-- Document excerpt follows --

Pasteurisation of beer achieved using significantly fewer pasteurisation units than recommended by EBC
By Greg Rachon - 22 October 2018
Our work has shown that effective pasteurisation for selected organisms in beer could be achieved at significantly lower PU values than those recommended by the industry. Optimising pasteurisation for different beer styles and microorganisms is likely to result in reduced costs, lower energy utilisation and decreased water waste for breweries. There is also the potential to improve taste as over processing of beverages may result in damage to aroma and flavour compounds. The research has been published in the Journal of the Institute of Brewing.
We used a laboratory-based method to screen 14 common beer spoilage organisms for their ability to grow or survive in two beer styles (a light and a dark coloured beer) and survive a thermal insult. Both beer styles selected for this study had an advertised alcohol content of 4.5% ABV. This is important as factors such as alcohol content, pH and the presence of hop compounds are known to be important in determining microbial growth and beer spoilage.
The viable cell concentration in ale and stout beers was reduced to achieve ‘commercial sterility’ at significantly lower PU values than those recommended by the EBC (European Brewery Convention) Manual of Good Practice. We achieved an 8.7 log reduction in the cell numbers of the selected organisms at just 1.59 PU (pasteurisation units). EBC recommends between 15-25 PU for light and 20-35 PU for dark beers.
Although our study demonstrated that successful pasteurisation was achieved for vegetative cells at a significantly lower PU value than recommended by the EBC Manual of Good Practice, further studies are required to demonstrate the optimal level of pasteurisation for spore-forming bacteria and yeast.

-- Document excerpt concluded --
-- Supplied data follows --

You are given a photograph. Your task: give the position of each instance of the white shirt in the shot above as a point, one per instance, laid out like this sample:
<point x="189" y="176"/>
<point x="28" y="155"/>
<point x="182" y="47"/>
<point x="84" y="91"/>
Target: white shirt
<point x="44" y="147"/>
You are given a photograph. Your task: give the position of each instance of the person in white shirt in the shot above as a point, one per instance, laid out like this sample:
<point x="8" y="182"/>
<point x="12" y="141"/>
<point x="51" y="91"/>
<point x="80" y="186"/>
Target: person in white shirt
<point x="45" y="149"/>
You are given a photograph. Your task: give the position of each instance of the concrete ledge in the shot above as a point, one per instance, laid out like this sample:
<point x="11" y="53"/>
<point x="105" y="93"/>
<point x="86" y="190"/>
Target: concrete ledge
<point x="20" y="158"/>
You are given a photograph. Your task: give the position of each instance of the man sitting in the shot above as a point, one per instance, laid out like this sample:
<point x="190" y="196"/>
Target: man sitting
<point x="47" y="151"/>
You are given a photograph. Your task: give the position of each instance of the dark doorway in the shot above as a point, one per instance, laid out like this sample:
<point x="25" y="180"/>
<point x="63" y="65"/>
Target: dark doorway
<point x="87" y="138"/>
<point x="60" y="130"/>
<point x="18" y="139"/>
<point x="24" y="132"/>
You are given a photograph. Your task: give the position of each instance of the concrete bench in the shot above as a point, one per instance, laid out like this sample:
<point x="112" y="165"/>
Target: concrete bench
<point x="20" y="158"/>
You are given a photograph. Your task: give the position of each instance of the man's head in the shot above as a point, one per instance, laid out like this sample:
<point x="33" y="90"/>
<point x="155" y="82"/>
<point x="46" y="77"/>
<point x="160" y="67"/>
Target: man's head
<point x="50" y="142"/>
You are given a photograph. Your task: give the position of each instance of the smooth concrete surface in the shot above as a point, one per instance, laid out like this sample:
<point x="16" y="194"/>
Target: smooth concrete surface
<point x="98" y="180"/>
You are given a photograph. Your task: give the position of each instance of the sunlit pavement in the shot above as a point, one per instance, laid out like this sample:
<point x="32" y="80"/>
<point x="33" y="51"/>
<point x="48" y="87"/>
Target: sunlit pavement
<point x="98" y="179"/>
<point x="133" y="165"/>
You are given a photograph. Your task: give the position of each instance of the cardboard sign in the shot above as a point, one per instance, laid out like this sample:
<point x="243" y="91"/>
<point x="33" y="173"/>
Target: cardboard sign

-- Supplied data concluded --

Apply what you read -
1/ From the beer pasteurization article, extract the stretch from "The viable cell" through "for dark beers.".
2/ According to the beer pasteurization article, which factors are known to be important in determining microbial growth and beer spoilage? List them all.

Answers for each item -
1/
The viable cell concentration in ale and stout beers was reduced to achieve ‘commercial sterility’ at significantly lower PU values than those recommended by the EBC (European Brewery Convention) Manual of Good Practice. We achieved an 8.7 log reduction in the cell numbers of the selected organisms at just 1.59 PU (pasteurisation units). EBC recommends between 15-25 PU for light and 20-35 PU for dark beers.

2/
- alcohol content
- pH
- the presence of hop compounds